Aim of the task:
Each line of the data has to be retyped exactly as it is.

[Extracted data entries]
--- START ---
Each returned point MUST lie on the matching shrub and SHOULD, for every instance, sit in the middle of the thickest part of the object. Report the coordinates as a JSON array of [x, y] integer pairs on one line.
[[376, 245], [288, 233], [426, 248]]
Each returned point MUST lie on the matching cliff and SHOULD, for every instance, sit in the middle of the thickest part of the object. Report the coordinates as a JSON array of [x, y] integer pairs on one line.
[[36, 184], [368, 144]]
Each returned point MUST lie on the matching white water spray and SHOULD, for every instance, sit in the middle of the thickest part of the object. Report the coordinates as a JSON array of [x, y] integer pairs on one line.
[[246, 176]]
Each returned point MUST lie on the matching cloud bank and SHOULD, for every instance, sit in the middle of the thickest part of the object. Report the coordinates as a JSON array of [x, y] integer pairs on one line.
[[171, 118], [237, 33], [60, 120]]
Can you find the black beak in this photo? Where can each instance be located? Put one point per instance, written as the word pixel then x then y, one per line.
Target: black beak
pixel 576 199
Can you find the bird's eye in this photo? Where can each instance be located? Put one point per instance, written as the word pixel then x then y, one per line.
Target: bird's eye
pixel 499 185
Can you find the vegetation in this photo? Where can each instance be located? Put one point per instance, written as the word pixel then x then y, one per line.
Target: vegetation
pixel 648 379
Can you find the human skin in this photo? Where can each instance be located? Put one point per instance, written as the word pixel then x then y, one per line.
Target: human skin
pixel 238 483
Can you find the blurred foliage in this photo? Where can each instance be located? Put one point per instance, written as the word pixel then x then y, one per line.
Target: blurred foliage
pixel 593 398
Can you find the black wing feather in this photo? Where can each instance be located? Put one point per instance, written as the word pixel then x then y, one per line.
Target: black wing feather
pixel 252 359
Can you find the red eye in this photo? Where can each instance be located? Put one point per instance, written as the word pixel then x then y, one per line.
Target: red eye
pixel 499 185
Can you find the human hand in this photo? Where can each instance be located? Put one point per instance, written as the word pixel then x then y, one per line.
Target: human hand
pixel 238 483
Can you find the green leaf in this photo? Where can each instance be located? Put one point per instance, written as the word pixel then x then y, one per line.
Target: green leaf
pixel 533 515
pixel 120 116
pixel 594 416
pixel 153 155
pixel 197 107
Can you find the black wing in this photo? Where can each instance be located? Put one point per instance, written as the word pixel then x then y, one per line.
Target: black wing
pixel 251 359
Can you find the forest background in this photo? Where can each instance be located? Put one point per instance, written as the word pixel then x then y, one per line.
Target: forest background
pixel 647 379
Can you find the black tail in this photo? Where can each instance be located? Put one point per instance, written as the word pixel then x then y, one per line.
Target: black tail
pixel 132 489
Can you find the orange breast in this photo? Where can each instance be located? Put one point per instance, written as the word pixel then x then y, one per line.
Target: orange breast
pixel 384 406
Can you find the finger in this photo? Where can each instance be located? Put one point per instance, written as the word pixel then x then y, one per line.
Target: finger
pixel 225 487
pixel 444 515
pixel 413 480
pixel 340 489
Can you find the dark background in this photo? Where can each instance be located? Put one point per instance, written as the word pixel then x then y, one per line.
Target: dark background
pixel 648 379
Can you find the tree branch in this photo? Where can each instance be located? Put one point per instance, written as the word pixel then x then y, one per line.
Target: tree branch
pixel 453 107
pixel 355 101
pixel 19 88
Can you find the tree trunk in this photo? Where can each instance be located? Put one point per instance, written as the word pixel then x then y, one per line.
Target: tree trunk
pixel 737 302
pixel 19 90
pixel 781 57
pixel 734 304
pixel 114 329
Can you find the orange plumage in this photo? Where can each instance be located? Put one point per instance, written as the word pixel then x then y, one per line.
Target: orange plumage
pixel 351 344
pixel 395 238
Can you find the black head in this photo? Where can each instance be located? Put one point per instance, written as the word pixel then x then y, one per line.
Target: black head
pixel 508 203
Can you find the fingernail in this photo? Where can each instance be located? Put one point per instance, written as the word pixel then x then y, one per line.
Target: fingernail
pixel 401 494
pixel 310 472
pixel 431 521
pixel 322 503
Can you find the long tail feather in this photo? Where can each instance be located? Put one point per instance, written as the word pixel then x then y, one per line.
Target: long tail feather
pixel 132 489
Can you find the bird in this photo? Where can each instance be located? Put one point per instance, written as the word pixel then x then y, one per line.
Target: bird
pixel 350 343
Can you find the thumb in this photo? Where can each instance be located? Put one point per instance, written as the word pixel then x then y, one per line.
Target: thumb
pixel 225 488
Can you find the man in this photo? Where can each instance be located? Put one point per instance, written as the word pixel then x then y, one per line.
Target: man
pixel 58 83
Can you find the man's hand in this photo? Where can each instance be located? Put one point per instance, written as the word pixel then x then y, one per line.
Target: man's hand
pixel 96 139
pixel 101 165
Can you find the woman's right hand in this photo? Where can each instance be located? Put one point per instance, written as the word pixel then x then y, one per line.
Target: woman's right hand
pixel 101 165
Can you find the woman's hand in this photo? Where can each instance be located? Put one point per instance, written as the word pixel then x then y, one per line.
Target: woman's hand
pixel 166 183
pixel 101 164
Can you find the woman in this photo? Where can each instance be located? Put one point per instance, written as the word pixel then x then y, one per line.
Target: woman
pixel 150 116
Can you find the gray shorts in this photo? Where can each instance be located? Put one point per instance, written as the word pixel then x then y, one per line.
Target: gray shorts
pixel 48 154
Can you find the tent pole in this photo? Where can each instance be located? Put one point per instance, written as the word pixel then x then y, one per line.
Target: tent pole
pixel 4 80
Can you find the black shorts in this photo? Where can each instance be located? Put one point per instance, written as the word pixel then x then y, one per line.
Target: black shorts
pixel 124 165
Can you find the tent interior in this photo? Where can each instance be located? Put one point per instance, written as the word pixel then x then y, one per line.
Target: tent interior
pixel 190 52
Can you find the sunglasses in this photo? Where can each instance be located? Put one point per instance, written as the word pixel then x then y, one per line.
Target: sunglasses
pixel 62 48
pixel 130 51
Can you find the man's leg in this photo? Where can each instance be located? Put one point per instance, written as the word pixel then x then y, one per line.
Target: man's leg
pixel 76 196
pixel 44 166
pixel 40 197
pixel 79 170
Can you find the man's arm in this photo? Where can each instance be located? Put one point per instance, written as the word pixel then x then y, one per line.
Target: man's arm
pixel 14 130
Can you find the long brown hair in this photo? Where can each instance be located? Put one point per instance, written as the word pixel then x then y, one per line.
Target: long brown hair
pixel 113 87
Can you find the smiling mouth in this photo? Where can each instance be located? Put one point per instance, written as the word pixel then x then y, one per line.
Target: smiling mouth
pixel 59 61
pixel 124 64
--- END ---
Answer for the task:
Each returned point MUST lie on the matching shrub and SHOULD, for every instance, sit in the middle of the thickest part of the object. Report the coordinates as a JSON array of [x, y] integer pairs on one line.
[[376, 245], [288, 233], [426, 248]]
Each returned point MUST lie on the matching cliff and SHOULD, for every instance, sit in the middle of the thickest part of the object. Report the coordinates as a JSON array of [x, y] integer pairs on one line.
[[36, 184], [368, 144]]
Each returned point MUST lie on the matching white water spray and SHOULD, for every instance, sit in the middle of the thickest part of the object. Report the coordinates as a JSON array of [x, y] integer pairs on one line.
[[246, 176]]
Each returned point MUST lie on the matching cloud bank and SHOULD, for every instance, sit in the middle of the thickest part of the object. Report the coordinates as a JSON array of [x, y] integer pairs on one line.
[[171, 118], [237, 33], [60, 120]]
Can you find the black beak in this photo? Where can each instance be located? Put one point per instance, written as the word pixel then x then y, one per line.
Target: black beak
pixel 576 199
Can you find the bird's eye in this photo? Where can each instance be located? Put one point per instance, written as the word pixel then x then y, one per line.
Target: bird's eye
pixel 499 185
Can you find the vegetation in this photo? Where can each instance be located? Put one point per instance, written as the word pixel then x then y, one per line.
Target: vegetation
pixel 648 379
Can you find the human skin in this photo? Where can each instance be located? Put one point per instance, written as the word pixel then x then y, one per line.
Target: human skin
pixel 238 483
Can you find the blurred foliage in this photo? Where can each instance be located? Put one point per instance, written as the word pixel then x then y, one per line.
Target: blurred foliage
pixel 593 398
Can you find the black wing feather in this photo? Where can each instance be located? Put one point per instance, written as the word pixel then x then y, one per line.
Target: black wing feather
pixel 252 359
Can you find the red eye in this photo? Where can each instance be located? Put one point per instance, written as the word pixel then x then y, one per line.
Target: red eye
pixel 499 185
Can you find the human hand in this photo? Where can each instance be located? Put one point per instance, written as the word pixel then x then y, one per line.
Target: human hand
pixel 238 483
Can you find the green leaf in this photo? Where can each instance be located? Put one point per instance, written as the word pixel then x then y, one per line.
Target: green leaf
pixel 533 515
pixel 120 116
pixel 594 416
pixel 153 155
pixel 197 107
Can you find the black wing in this photo? Where can each instance be located? Put one point per instance, written as the word pixel then x then y, one per line.
Target: black wing
pixel 251 359
Can you find the forest background in this photo? Where can each instance be located? Put one point per instance, written as the word pixel then x then y, one per line.
Target: forest background
pixel 647 379
Can you find the black tail in this photo? Where can each instance be located? Put one point per instance, written as the word pixel then x then y, one per line.
Target: black tail
pixel 132 489
Can you find the orange breast in this photo? Where can each instance be located? Put one point per instance, written as the word pixel then x then y, one per line.
Target: orange breast
pixel 384 406
Can you find the finger in this photo? Where can each instance be located? Put one point per instance, written as the word pixel then x then y, one per line.
Target: finger
pixel 225 487
pixel 444 515
pixel 413 480
pixel 340 489
Can you find the dark background in this photo? Where can each instance be located? Put one point per instance, written as the word pixel then x then y, one per line.
Target: dark background
pixel 648 379
Can you find the tree branch in this photo? Where can each instance be located? Put one point per instance, written as the word pixel then x then y, one per line.
Target: tree branch
pixel 453 107
pixel 355 101
pixel 19 88
Can you find the tree trunk in this photo? Where can each instance be located? Put one point per instance, written as the word pixel then x then y, one per line.
Target: tree trunk
pixel 737 302
pixel 19 90
pixel 781 57
pixel 734 304
pixel 114 329
Can you find the orange plumage in this photo? Where can each instance be located? Put one point per instance, written as the word pixel then x then y, one per line.
Target: orange plumage
pixel 351 344
pixel 395 238
Can you find the black head in this photo? Where can each instance be located? Put one point per instance, written as the word pixel then x then y, one per line.
Target: black head
pixel 508 203
Can you find the fingernail in this photo? Where can each instance be located? Put one point per instance, written as the word pixel then x then y, one per line.
Target: fingernail
pixel 401 494
pixel 310 472
pixel 431 521
pixel 322 503
Can you find the long tail feather in this photo? Where can each instance be located? Put one point per instance, written as the word pixel then x then y, one per line.
Target: long tail feather
pixel 132 489
Can you find the bird in this photo? Where can each instance be located? Put one point per instance, written as the word pixel then x then y, one per line.
Target: bird
pixel 350 343
Can you find the thumb in this photo? Where can each instance be located? Put one point per instance, written as the word pixel then x then y, one per line.
Target: thumb
pixel 225 488
Can you find the man in this photo? Where can each instance be located? Put one point per instance, written as the word pixel then x then y, one per line.
Target: man
pixel 58 83
Can you find the man's hand in this photo? Where can each instance be located? Put one point per instance, written as the word pixel then x then y, one per line.
Target: man's hand
pixel 96 139
pixel 101 165
Can you find the woman's right hand in this photo? Where can each instance be located? Put one point per instance, written as the word pixel then x then y, one per line.
Target: woman's right hand
pixel 101 165
Can you find the woman's hand in this photo? Where can each instance be located? Put one point per instance, written as the word pixel then x then y, one per line.
Target: woman's hand
pixel 166 183
pixel 101 164
Can you find the woman in this photo? Where can each instance be located? Put one point per instance, written as the word pixel then x then y, one per line.
Target: woman
pixel 150 116
Can you find the gray shorts in this photo? Where can each instance be located? Put one point per instance, written as the word pixel then x then y, one per line.
Target: gray shorts
pixel 48 154
Can you find the tent pole in this photo? Where can each instance be located? Put one point per instance, written as the word pixel then x then y, one per line.
Target: tent pole
pixel 4 80
Can you find the black shorts in this photo? Where can each instance be located? Put one point per instance, written as the word pixel then x then y, one per line.
Target: black shorts
pixel 124 165
Can you find the tent interior in this photo? Where can each instance be located? Put one point per instance, written as the word pixel then x then y, one per line.
Target: tent interior
pixel 190 52
Can you find the sunglasses in this photo? Where can each instance be located? Put one point per instance, written as the word pixel then x then y, one per line.
Target: sunglasses
pixel 62 48
pixel 130 51
Can you find the man's leg in this photo? Where can each instance be located? Put one point per instance, written as the word pixel then x then y, one per line.
Target: man's leg
pixel 76 196
pixel 44 166
pixel 40 197
pixel 79 170
Can you find the man's arm in this photo? Where can each instance be located? Put one point per instance, written as the word pixel then x then y, one per line.
Target: man's arm
pixel 14 130
Can you find the long brown hair in this photo? Where can each instance be located? Put one point per instance, written as the word pixel then x then y, one per line.
Target: long brown hair
pixel 113 87
Can you find the smiling mouth in this photo? Where can each instance be located? Put one point per instance, written as the word pixel then x then y, one per line.
Target: smiling mouth
pixel 59 61
pixel 124 64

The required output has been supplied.